───── TEXT BLOCK

Where and why am I running? I don't know. Maybe I'm being pushed. By whom? Perhaps the sick society, perhaps my family, perhaps myself? I can't say with certainty. Now as to the where part, well I'm running away from others, running so that none trample me and walk over my broken frame, broken bones, broken everything but an unbroken smile on brokenness. I'm running to keep the life in me running, I'm running to motivate others like me who are running without another pair of legs alongside them or another pair of hands to motivate them. Many such ones are before me, parallel to me and yes, behind me too. I look ahead to follow them, look sideways to pass and also receive a smile, look behind to wave at the broken, exhausted ones and spur them on with my footprints. I do stop to catch my breath and my breath pushes me to catch it. I draw from the well of love within me as I pass through many gates of hell.

The tentacles of depression had halted me midway and I had almost given up running. I discerned mocking faces, hands that knocked me down repeatedly, lips that jeered and I reached out for a straw. Yes, well meaning friends did appear but they were caught in life's tentacles. I had to push myself and draw strength from the universe within me. Efforts never fail. The vein that I almost cut, looked up at me with relief as blood started flowing again in it. My feeble heart beat stronger. I couldn't be beaten, could I? I resumed running after a long pause. I needed to continue earning my bread, na? My privates needed protection too from hungry eyes and hungrier hands. I couldn't be hungry for I was a lone woman who was looked at strangely even by eyes that belonged to my ilk. The sari clad lady would look with scorn at the pant, maxi, cropped top me moving confidently in the corporate world to earn her daily bread and jam. I was a good enough example for their female breed to live alone in her own home and whilst they secretly admired me, they ensured thair daughters never become another me. Why was I admired? I was a goody one, never seen with the opposite or other gender alone in my home or keeping late nights. The society had strict watchful eyes if not a cctv camera installed for there wasn't any in those days.

Today, I realize nothing has changed. My body received its bread, butter, jam but nothing else that it may have craved for. The smile though stayed throughout.

──────────
───── DATA SHOWN

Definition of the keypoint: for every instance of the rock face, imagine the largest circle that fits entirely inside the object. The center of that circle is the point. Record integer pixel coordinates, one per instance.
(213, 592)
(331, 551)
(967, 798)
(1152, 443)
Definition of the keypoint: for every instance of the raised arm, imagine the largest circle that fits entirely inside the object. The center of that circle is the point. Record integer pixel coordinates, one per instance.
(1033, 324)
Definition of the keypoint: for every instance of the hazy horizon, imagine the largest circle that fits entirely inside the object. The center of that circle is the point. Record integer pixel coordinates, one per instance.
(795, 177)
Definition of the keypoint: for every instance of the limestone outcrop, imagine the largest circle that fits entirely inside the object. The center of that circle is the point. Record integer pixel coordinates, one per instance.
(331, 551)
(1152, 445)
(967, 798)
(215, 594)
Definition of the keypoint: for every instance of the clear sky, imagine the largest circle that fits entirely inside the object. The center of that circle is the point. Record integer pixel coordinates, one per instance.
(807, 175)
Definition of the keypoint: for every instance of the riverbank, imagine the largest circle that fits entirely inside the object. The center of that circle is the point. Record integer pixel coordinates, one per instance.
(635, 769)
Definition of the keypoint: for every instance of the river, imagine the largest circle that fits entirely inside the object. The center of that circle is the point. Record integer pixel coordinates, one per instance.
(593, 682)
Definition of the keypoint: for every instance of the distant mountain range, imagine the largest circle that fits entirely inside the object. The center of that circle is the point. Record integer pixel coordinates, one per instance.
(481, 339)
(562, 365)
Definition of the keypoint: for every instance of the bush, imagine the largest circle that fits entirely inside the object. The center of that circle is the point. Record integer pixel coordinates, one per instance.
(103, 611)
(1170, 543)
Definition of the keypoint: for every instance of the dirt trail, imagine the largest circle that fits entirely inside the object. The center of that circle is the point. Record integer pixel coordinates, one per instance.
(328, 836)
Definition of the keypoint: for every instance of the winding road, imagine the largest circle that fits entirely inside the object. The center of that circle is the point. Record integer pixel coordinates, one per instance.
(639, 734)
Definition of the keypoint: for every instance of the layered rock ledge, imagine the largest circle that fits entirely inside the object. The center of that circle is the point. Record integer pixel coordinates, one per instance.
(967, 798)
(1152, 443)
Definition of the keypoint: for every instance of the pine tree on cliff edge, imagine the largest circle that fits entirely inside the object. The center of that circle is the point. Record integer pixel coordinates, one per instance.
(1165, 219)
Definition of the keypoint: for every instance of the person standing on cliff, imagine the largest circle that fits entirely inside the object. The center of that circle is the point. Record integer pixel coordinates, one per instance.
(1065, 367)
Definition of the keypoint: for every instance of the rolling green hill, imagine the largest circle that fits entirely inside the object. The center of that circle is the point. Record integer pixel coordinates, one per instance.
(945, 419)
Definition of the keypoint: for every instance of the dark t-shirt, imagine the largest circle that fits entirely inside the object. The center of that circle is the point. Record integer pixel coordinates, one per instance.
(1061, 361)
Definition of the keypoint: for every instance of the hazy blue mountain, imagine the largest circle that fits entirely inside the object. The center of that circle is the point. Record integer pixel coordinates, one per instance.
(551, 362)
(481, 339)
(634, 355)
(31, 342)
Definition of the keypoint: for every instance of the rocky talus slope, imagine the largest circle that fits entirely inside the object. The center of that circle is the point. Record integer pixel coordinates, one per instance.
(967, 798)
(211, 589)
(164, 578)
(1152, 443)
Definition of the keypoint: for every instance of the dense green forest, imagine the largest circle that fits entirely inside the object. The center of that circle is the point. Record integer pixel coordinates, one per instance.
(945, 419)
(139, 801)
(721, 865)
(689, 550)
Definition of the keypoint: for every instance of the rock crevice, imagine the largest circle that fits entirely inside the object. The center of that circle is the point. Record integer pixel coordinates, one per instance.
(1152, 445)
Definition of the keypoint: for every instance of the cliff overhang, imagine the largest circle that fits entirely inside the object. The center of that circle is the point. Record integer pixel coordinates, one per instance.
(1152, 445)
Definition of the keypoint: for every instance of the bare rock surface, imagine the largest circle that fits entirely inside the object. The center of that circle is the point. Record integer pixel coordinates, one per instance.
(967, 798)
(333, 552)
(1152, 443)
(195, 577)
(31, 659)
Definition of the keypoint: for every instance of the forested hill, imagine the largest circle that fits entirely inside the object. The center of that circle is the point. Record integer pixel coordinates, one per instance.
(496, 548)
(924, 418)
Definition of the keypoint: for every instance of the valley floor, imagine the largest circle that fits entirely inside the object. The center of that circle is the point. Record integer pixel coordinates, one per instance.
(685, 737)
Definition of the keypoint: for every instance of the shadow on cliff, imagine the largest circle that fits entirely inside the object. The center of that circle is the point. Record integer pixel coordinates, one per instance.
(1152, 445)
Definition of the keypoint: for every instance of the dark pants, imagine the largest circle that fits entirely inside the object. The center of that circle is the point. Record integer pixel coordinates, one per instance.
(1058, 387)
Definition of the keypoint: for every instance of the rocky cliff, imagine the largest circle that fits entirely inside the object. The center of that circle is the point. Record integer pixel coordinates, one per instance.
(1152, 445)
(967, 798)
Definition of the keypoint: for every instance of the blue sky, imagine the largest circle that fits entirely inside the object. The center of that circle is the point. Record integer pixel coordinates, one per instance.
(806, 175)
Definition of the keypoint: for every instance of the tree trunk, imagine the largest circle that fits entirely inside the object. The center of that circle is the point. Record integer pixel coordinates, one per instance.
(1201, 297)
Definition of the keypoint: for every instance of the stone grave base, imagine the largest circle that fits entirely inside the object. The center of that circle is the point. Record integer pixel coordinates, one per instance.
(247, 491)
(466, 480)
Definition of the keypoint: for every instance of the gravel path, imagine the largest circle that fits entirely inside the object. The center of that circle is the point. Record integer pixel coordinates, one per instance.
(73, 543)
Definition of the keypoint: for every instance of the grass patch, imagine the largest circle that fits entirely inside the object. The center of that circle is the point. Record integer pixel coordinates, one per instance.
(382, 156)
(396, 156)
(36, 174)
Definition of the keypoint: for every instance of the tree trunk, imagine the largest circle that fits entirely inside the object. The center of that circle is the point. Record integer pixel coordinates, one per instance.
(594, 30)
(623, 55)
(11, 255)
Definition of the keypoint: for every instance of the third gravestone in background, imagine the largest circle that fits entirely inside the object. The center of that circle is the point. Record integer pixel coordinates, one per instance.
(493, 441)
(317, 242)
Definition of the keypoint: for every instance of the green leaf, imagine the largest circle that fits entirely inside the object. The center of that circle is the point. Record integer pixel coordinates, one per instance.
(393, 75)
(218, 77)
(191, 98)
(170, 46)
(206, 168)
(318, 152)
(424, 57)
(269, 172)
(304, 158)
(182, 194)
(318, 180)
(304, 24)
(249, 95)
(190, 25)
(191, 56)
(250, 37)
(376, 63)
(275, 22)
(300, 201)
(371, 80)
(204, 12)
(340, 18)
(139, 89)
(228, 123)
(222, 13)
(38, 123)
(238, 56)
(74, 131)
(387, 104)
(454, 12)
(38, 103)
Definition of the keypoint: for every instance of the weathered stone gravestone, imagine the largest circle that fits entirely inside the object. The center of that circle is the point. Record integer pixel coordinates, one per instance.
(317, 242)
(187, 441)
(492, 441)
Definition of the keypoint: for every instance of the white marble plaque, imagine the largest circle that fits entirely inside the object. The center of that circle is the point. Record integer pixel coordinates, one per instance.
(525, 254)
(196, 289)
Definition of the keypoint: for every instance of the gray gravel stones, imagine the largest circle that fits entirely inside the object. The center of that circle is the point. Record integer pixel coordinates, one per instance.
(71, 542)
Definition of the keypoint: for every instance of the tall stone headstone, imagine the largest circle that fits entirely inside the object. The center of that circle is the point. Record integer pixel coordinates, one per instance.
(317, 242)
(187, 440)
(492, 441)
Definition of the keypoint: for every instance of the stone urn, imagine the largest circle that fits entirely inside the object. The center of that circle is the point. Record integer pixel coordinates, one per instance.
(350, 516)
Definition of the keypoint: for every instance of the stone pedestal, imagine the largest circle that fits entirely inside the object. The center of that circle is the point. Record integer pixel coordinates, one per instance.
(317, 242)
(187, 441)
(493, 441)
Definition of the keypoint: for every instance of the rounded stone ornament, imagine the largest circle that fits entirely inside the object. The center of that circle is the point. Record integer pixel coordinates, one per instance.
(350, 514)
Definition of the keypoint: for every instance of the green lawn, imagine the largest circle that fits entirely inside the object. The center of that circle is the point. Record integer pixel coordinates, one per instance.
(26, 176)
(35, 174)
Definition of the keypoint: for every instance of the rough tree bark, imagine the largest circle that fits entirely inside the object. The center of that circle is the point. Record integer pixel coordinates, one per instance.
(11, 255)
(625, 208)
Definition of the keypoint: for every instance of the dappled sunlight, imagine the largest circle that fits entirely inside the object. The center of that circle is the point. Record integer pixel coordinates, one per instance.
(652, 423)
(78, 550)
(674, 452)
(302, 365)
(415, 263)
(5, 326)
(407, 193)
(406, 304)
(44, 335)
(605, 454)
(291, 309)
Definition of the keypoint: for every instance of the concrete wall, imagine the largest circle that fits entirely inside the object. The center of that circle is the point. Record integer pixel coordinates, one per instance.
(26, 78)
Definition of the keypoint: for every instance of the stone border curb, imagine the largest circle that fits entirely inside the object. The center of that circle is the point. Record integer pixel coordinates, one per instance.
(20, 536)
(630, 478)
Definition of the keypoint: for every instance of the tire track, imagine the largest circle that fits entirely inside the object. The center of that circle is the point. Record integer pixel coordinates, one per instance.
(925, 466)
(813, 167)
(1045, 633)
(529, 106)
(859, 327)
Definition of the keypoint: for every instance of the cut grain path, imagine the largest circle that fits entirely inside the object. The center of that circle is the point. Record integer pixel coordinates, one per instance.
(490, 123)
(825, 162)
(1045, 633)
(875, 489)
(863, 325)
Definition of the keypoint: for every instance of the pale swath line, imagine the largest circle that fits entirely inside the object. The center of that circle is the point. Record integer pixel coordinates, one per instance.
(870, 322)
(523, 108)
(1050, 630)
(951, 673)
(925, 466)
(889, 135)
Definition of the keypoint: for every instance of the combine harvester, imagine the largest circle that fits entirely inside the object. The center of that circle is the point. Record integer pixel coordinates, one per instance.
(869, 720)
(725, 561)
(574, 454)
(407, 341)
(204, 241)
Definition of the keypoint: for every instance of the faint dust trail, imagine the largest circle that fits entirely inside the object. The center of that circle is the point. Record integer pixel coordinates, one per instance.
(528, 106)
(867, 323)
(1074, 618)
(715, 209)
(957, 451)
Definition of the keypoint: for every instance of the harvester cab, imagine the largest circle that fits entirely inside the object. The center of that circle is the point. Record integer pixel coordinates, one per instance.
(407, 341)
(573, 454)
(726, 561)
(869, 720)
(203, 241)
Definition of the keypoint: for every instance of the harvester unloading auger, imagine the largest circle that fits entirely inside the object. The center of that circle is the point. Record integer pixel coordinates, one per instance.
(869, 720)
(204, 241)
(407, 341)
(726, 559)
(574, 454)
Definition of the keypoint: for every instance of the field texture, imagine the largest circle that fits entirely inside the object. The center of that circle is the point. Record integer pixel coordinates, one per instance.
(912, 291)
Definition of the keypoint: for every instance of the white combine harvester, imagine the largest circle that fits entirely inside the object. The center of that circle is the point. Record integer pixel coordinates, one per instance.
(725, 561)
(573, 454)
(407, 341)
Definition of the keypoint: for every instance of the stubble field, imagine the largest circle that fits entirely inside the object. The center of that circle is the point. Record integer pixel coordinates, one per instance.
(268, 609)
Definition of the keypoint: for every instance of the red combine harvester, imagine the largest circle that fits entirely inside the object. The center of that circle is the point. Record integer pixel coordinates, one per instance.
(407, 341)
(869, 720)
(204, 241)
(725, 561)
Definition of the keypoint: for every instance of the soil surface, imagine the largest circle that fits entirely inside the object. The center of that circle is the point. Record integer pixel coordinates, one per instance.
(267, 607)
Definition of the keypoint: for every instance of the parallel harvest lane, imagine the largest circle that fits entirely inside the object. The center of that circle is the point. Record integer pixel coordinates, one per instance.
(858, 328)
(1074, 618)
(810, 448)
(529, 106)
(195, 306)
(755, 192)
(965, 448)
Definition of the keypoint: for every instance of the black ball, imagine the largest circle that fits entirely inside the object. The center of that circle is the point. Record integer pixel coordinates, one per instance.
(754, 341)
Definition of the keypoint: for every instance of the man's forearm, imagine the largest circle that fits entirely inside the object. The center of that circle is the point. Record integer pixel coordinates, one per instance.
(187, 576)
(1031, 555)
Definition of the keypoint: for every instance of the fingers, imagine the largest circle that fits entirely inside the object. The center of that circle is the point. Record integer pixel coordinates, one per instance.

──────────

- TASKS TO PERFORM
1. From the essay on running, list the possible sources the narrator names for being pushed.
2. In the essay on running, what had halted the narrator midway?
3. Pick up the essay on running after its final sentence and continue it in the same voice.

- ANSWERS BY TASK
1.
The sick society
The narrator's family
The narrator herself

2. The tentacles of depression.

3.
Well, presently I'm getting some renovation work done in my home. Dealing with a woman is not something the ego of the other gender can stomach. I often have to bring in a male in my frequent conversations with the contractor saying 'mera bhai ne aisa bataaya, waisa bola, etc. ' to ensure the work gets done. The delay is getting to me, yet I must smile for the male ego still rules everywhere. I mustn't be exhausted for that is the sole prerogative of every male, right? Shucks! It's a shitty world for sure. The purse strings, the kitchen, everything must be taken care of and handled by me, yet I must hear my own gender tell me "Arre. You are fortunate. No responsibilities, all fun." Fine, friend. Will you step in my responsibility free, light weight shoes and at least try standing in them? I'll cheer you on for sure.

Lol. I ain't exhausted, neither is my pen. Nothing has changed, nothing will change. I must keep changing to suit everybody. The poor others are exhausted. I continue the run on the track of life sans any spectator to egg me on, sans any medal waiting at the finish line, the line that waits to finish me 'fore I reach it. I'm not finished yet. I'm waiting for the change that should hopefully happen after I touch the finishing line or after I pass the baton in the relay of life.

Wait. Will you be the change or at least the witness of a change? I shall continue to smile from wherever I am. I shall hug you with my smile as I hug you now. I am just a smiley waiting to go viral. Smile please. Click. This one was good. 🤭😊😉.